= Zadania do wykonania =
1. Przepisz dosłownie fragment postanowienia Trybunału Konstytucyjnego od słów "po rozpoznaniu na" do słów "nie uwzględnić zażalenia.".
2. Odpowiedz na podstawie postanowienia Trybunału Konstytucyjnego:
(a) Z jakiego dnia pochodzi postanowienie?
(b) Kto był sprawozdawcą w składzie Trybunału?
(c) Z jakiego dnia jest skarga konstytucyjna opisana w uzasadnieniu?
3. Wypisz wszystkie daty dzienne podane w postanowieniu Trybunału Konstytucyjnego.

= Prezentowany fragment =
------------------------------------------------------------
Pełny tekst orzeczenia

27/1/B/2006

POSTANOWIENIE
z dnia 22 lutego 2006 r.
Sygn. akt Ts 34/05

Trybunał Konstytucyjny w składzie:




Teresa Dębowska-Romanowska – przewodnicząca


Mirosław Wyrzykowski – sprawozdawca


Adam Jamróz,


po rozpoznaniu na posiedzeniu niejawnym zażalenia na postanowienie Trybunału Konstytucyjnego z dnia 29 czerwca 2005 r. o odmowie nadania dalszego biegu skardze konstytucyjnej Wincentego Olejnika,

p o s t a n a w i a:

nie uwzględnić zażalenia.

UZASADNIENIE:

W skardze konstytucyjnej z 28 lutego 2005 r. wniesiono o stwierdzenie niezgodności art. 178 ustawy z dnia 30 sierpnia 2002 r. – Prawo o postępowaniu przed sądami administracyjnymi (Dz. U. Nr 153, poz. 1270 ze zm.; dalej: p.p.s.a.) z art. 78 w zw. z art. 176 ust. 1 Konstytucji.
------------------------------------------------------------
= Udostępnione informacje =

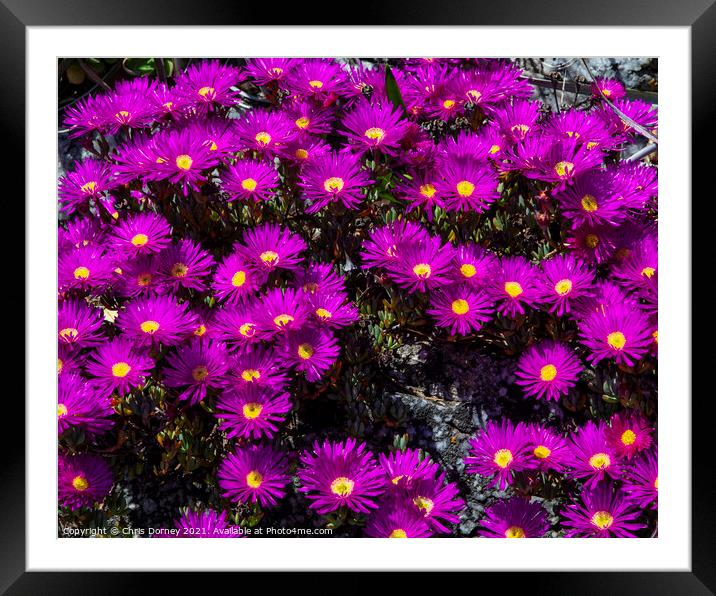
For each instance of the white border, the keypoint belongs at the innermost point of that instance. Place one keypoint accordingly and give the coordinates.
(671, 551)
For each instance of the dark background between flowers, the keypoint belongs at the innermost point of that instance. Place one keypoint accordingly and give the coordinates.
(399, 380)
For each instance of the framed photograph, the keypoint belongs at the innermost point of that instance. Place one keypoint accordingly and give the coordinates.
(399, 278)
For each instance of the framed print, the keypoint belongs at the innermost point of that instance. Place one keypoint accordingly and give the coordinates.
(385, 279)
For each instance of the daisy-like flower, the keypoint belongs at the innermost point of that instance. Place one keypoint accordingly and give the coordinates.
(384, 244)
(312, 351)
(422, 267)
(628, 433)
(207, 83)
(402, 467)
(592, 457)
(641, 482)
(609, 88)
(205, 524)
(514, 285)
(185, 265)
(461, 309)
(79, 324)
(548, 451)
(196, 367)
(252, 412)
(235, 278)
(378, 127)
(157, 319)
(334, 178)
(601, 512)
(332, 310)
(118, 366)
(79, 405)
(89, 180)
(548, 370)
(500, 449)
(85, 267)
(469, 186)
(254, 474)
(514, 518)
(250, 180)
(271, 247)
(83, 480)
(258, 366)
(345, 474)
(264, 131)
(282, 310)
(619, 332)
(143, 233)
(436, 500)
(565, 279)
(395, 518)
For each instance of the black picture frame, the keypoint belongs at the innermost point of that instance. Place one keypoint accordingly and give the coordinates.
(699, 15)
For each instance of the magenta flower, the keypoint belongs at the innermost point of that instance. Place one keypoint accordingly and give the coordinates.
(254, 474)
(252, 412)
(601, 512)
(514, 518)
(196, 367)
(548, 370)
(83, 480)
(499, 449)
(344, 474)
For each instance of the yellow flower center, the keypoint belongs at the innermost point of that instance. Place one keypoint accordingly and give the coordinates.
(422, 270)
(460, 306)
(184, 162)
(514, 532)
(305, 351)
(283, 320)
(591, 240)
(149, 326)
(250, 374)
(427, 190)
(263, 138)
(465, 188)
(564, 168)
(270, 257)
(69, 333)
(424, 504)
(513, 289)
(333, 184)
(252, 410)
(81, 273)
(254, 479)
(200, 373)
(89, 187)
(80, 483)
(628, 437)
(600, 461)
(323, 313)
(542, 451)
(602, 519)
(503, 457)
(616, 340)
(548, 372)
(249, 184)
(375, 134)
(589, 203)
(563, 287)
(468, 270)
(120, 369)
(342, 486)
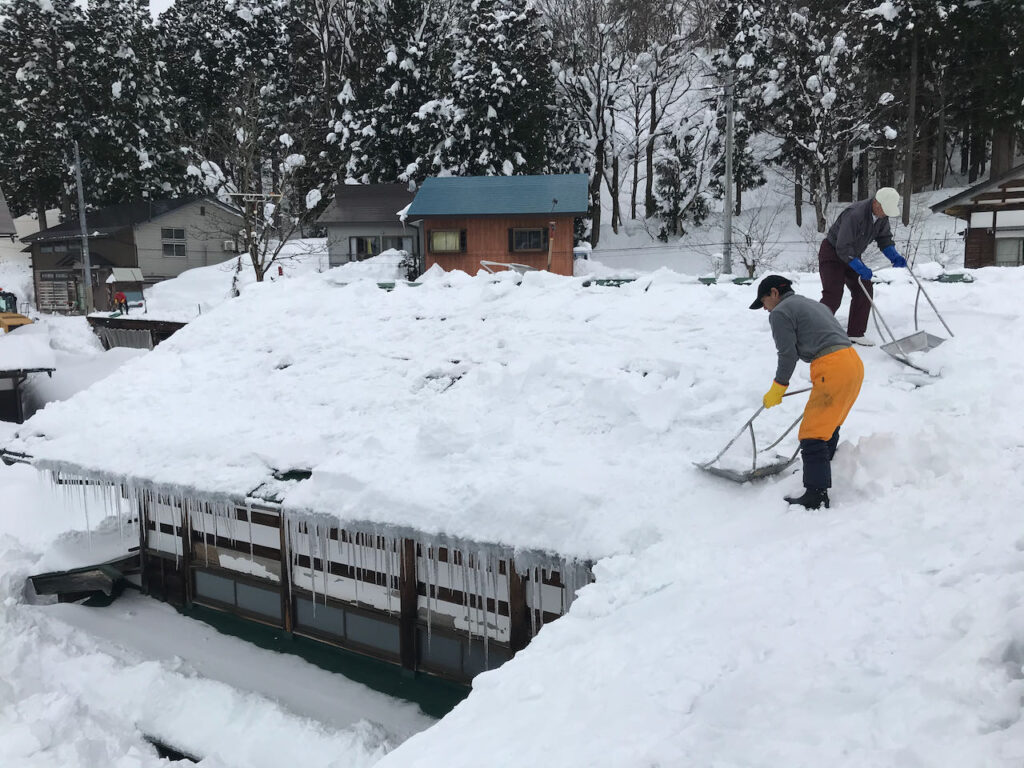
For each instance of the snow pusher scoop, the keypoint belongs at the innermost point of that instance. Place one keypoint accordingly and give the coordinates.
(776, 464)
(919, 341)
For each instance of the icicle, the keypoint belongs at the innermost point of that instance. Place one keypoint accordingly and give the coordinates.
(540, 598)
(431, 571)
(465, 597)
(486, 632)
(312, 564)
(249, 516)
(355, 563)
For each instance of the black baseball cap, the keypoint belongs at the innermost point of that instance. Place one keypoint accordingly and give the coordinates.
(765, 287)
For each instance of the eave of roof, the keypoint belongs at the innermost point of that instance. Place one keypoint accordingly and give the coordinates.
(367, 204)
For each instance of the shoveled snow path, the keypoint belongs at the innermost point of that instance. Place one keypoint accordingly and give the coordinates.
(886, 631)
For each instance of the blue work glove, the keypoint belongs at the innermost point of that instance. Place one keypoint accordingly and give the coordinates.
(860, 268)
(893, 255)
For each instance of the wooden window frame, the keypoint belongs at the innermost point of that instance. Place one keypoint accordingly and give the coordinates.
(460, 236)
(519, 229)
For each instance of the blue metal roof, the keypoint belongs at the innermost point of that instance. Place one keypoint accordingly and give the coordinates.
(474, 196)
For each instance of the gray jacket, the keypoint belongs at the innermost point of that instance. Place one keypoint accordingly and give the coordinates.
(855, 227)
(802, 329)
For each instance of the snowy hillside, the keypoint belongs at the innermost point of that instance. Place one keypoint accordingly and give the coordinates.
(723, 628)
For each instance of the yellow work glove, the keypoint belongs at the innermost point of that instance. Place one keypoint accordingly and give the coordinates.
(774, 395)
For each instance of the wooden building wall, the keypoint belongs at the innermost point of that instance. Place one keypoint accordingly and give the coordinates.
(443, 611)
(487, 239)
(979, 248)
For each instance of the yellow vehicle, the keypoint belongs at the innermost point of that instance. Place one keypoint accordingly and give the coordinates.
(10, 321)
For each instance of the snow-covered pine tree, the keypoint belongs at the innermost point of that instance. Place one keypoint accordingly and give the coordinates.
(738, 47)
(810, 85)
(502, 87)
(398, 125)
(589, 75)
(39, 109)
(127, 138)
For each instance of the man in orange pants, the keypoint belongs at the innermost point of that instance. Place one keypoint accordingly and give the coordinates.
(805, 330)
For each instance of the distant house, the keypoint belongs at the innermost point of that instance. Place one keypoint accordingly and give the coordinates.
(994, 212)
(162, 238)
(363, 221)
(506, 219)
(7, 228)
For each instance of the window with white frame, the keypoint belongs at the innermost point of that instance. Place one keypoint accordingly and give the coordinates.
(527, 240)
(360, 248)
(1009, 251)
(173, 241)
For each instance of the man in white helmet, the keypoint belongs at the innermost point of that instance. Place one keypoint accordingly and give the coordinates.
(839, 256)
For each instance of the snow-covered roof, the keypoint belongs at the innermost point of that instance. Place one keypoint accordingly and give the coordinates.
(543, 415)
(105, 221)
(481, 196)
(27, 348)
(953, 205)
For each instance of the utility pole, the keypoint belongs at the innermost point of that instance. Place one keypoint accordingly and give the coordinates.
(86, 263)
(727, 251)
(911, 110)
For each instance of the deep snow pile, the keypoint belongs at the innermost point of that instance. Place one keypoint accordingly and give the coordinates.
(723, 628)
(196, 291)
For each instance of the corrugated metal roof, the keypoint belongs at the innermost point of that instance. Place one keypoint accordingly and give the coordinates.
(470, 196)
(6, 222)
(365, 204)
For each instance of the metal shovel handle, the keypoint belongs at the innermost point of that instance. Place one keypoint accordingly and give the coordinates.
(875, 308)
(749, 425)
(923, 292)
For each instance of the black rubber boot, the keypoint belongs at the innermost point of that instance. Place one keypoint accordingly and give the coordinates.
(817, 470)
(812, 499)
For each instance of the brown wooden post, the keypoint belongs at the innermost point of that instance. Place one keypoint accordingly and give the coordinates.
(409, 600)
(518, 612)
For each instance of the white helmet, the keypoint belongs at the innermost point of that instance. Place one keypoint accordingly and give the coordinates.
(889, 200)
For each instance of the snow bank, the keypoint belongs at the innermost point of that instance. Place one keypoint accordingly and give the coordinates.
(724, 628)
(26, 347)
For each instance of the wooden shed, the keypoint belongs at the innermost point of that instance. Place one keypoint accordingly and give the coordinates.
(994, 212)
(471, 222)
(450, 608)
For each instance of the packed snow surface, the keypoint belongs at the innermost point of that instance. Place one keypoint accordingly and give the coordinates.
(724, 628)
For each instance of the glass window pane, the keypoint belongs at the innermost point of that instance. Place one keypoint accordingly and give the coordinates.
(325, 619)
(256, 600)
(444, 241)
(1008, 252)
(214, 587)
(527, 240)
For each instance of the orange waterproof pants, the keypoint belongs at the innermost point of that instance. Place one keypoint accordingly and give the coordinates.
(836, 381)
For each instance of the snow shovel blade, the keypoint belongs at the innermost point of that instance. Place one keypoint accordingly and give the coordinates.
(918, 342)
(737, 475)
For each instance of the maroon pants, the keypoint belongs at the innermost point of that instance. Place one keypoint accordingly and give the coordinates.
------------------------------------------------------------
= Rozwiązania zadań =
1.
po rozpoznaniu na posiedzeniu niejawnym zażalenia na postanowienie Trybunału Konstytucyjnego z dnia 29 czerwca 2005 r. o odmowie nadania dalszego biegu skardze konstytucyjnej Wincentego Olejnika,

p o s t a n a w i a:

nie uwzględnić zażalenia.

2.
(a) Z 22 lutego 2006 r.
(b) Mirosław Wyrzykowski.
(c) Z 28 lutego 2005 r.

3.
22 lutego 2006 r.
29 czerwca 2005 r.
28 lutego 2005 r.
30 sierpnia 2002 r.